+++ Entradas proporcionadas

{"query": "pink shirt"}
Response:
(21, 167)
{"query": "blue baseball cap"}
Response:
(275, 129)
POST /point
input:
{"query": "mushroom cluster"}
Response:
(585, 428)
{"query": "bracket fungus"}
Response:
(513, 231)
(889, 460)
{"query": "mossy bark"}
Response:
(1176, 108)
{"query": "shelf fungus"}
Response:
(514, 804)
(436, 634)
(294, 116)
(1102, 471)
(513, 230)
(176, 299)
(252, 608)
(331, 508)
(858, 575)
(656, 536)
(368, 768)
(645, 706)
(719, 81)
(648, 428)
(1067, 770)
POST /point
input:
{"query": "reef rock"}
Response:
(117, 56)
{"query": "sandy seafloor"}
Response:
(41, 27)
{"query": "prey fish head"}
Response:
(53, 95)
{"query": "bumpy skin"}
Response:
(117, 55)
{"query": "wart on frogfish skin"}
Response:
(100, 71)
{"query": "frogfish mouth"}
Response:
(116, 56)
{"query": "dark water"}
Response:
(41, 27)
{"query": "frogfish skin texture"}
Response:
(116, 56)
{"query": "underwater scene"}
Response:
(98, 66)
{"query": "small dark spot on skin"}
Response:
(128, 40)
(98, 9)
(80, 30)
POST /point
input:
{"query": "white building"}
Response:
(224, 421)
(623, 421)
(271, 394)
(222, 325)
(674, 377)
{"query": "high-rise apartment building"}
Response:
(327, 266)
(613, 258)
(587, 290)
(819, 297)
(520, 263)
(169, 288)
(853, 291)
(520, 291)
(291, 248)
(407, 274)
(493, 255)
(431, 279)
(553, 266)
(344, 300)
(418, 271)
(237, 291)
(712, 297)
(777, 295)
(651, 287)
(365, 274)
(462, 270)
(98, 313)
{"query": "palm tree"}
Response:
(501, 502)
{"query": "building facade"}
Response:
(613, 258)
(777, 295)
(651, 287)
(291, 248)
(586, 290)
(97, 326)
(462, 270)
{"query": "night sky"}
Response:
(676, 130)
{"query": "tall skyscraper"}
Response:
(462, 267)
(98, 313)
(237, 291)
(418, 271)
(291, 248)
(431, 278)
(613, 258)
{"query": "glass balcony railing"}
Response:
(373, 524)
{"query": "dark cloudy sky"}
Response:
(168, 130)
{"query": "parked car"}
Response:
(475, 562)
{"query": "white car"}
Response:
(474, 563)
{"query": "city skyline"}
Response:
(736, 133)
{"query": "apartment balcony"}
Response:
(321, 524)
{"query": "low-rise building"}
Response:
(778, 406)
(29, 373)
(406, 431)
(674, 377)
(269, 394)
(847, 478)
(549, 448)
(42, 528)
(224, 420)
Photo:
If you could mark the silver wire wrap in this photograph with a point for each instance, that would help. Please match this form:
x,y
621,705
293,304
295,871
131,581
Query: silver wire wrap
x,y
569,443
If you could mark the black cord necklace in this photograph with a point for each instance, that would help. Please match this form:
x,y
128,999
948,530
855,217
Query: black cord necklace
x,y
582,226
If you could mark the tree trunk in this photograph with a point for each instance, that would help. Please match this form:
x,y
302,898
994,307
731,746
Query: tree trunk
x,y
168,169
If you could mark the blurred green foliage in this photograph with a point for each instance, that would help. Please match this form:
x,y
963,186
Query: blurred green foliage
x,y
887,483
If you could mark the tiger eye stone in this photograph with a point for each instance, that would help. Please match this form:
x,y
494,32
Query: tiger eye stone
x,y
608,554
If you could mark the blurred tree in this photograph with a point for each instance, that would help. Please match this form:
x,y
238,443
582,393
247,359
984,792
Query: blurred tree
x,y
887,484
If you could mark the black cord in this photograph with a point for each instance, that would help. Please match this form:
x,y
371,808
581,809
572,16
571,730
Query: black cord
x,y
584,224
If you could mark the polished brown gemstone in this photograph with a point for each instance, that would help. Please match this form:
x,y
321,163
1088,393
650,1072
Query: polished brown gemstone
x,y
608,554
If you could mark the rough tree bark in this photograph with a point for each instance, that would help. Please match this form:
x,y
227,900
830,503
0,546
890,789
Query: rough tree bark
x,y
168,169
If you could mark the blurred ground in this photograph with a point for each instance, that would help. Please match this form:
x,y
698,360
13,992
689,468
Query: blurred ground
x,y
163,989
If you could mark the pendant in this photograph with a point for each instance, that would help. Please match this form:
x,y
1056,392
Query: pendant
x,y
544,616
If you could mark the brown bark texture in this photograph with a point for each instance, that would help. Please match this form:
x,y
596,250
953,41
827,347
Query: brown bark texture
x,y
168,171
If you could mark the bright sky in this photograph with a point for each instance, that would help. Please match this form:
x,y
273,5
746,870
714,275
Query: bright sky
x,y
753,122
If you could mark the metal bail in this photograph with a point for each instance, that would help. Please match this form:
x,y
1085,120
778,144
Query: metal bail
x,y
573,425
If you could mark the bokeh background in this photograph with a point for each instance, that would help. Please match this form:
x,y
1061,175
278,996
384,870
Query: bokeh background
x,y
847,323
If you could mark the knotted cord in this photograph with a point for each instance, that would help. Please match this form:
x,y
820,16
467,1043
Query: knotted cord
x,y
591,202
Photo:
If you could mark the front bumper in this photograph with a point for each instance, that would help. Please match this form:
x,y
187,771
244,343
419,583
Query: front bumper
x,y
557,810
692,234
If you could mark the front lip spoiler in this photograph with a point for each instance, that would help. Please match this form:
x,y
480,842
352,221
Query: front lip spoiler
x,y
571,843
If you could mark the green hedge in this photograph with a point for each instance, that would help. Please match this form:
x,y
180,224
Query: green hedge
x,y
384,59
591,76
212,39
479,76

++++++

Tarea:
Reescala las entradas que van desde el comienzo hasta la línea que contiene "(1067, 770)", ambos extremos incluidos. Reproduce esas líneas completas, solicitudes incluidas, y multiplica por 2,6 cada coordenada de las respuestas, redondeando al entero más cercano y las mitades hacia arriba.

Resultado del ejercicio:
{"query": "pink shirt"}
Response:
(55, 434)
{"query": "blue baseball cap"}
Response:
(715, 335)
POST /point
input:
{"query": "mushroom cluster"}
Response:
(1521, 1113)
{"query": "bracket fungus"}
Response:
(1334, 601)
(2311, 1196)
{"query": "mossy bark"}
Response:
(3058, 281)
{"query": "shelf fungus"}
Response:
(1336, 2090)
(1134, 1648)
(764, 302)
(2865, 1225)
(1334, 598)
(458, 777)
(655, 1581)
(861, 1321)
(2231, 1495)
(1706, 1394)
(957, 1997)
(1677, 1836)
(1869, 211)
(1685, 1113)
(2774, 2002)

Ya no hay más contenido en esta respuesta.